-------- Data listing --------

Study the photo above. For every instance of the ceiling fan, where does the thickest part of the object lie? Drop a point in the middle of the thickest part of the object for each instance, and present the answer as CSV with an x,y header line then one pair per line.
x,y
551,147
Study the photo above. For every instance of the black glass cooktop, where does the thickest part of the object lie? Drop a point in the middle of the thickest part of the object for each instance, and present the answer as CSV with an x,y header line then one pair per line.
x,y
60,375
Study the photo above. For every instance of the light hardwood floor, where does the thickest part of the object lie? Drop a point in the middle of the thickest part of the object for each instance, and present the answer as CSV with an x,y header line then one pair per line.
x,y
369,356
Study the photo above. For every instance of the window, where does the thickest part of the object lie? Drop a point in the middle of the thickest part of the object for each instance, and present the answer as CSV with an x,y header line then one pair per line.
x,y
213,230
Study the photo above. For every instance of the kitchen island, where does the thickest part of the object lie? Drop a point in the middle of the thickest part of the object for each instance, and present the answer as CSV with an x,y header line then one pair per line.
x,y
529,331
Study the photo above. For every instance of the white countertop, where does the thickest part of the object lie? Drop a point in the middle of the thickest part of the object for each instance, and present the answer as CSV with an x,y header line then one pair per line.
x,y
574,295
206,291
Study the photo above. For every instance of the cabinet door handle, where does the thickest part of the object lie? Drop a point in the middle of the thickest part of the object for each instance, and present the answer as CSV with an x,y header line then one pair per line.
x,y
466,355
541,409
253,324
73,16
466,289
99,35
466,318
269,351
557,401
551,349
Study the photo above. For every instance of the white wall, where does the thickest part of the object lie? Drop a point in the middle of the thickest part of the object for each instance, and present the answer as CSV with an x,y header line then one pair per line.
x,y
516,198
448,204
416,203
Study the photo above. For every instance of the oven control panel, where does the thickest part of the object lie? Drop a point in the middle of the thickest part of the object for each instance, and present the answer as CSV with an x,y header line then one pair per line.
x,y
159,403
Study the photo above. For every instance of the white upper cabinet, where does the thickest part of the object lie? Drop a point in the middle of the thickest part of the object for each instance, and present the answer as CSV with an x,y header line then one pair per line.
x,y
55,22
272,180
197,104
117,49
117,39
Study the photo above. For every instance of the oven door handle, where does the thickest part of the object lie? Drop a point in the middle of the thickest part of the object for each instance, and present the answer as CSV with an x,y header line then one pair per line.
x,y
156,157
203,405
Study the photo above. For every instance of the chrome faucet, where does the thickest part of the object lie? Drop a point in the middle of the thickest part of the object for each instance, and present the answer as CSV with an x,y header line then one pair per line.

--------

What the task asks:
All the entries above need to be reproduced exactly.

Expected answer:
Study the photo above. For every instance of the ceiling fan, where does the thickest part of the object lie? Drop a point in the middle of the thickest part of the object for each instance, and present the answer as CSV with an x,y header line then one pair per line.
x,y
551,147
Study the photo above. For every instance of the black glass cooktop, where does the thickest part of the object lie? Drop a point in the middle of the thickest part of the object for each instance, and present the answer as CSV with an x,y header line then one pair per line.
x,y
60,375
Study the photo above. For every instance of the light hardwood floor, where does the thickest part of the object lie? Drop a point in the middle of the thickest part of the object for each instance, and present the answer as CSV with an x,y header line then one pair per line.
x,y
369,356
Study the photo above. For every instance of the window, where does the thickest part of the object lie? Drop a point in the middle of the thickest part of the object for each instance, and present the answer as CSV with an x,y header line then one pair per line.
x,y
213,230
Study the photo above. For every instance of the kitchen island, where does the thickest part of the object lie? Drop a point in the middle of the thickest part of the object for each instance, and present the answer as CSV with an x,y header line then one pair per line.
x,y
529,331
Study the photo above. For every instance of the white countertop, where does the thickest part of the object lie? Drop a point in the middle of the thickest part of the object for each instance, and present the answer as CSV with an x,y header line then one pair per line.
x,y
574,295
206,291
Study the photo above. For every instance of the cabinet door handle, where does the thickest part of the object lie? Drop a point in the middle of the thickest part of the object for each instance, and present the answer as CSV with an x,y header line then one pair per line.
x,y
466,355
541,409
253,324
73,16
466,289
99,35
466,318
269,351
557,401
551,349
Study the photo above. For every instance of the white wall, where does the thickest part of the object lie? Drop a point in the middle of the thickest part of the object for each instance, and present the answer as CSV with an x,y header line then one pair per line.
x,y
516,198
448,204
416,203
Study the photo above. For every instance of the oven control panel, where does the thickest part of the object lie? Drop a point in the middle of the thickest part of the object for each instance, and present the answer as CSV with an x,y header line then one pair per line.
x,y
159,403
Study the photo above. For every instance of the white upper cabinet, where does the thickest part of the object lie? Drop a point in the middle of the thickest part of the object for each instance, and present the answer as CSV with an x,y header line then one pair per line.
x,y
55,22
272,180
197,104
117,49
117,39
Study the photo above. For every instance of the oven door handle, where does the thickest part of the object lie? Drop a point in the middle of the thickest part of the object for each instance, and present the answer as CSV with an x,y header line then one pair per line.
x,y
156,157
203,405
Study the photo above. For every instance of the chrome faucet, where does the thickest part of the object lie? Drop a point in the middle of the thickest part of the object for each instance, and present the answer as CSV with an x,y header line then one pair per line.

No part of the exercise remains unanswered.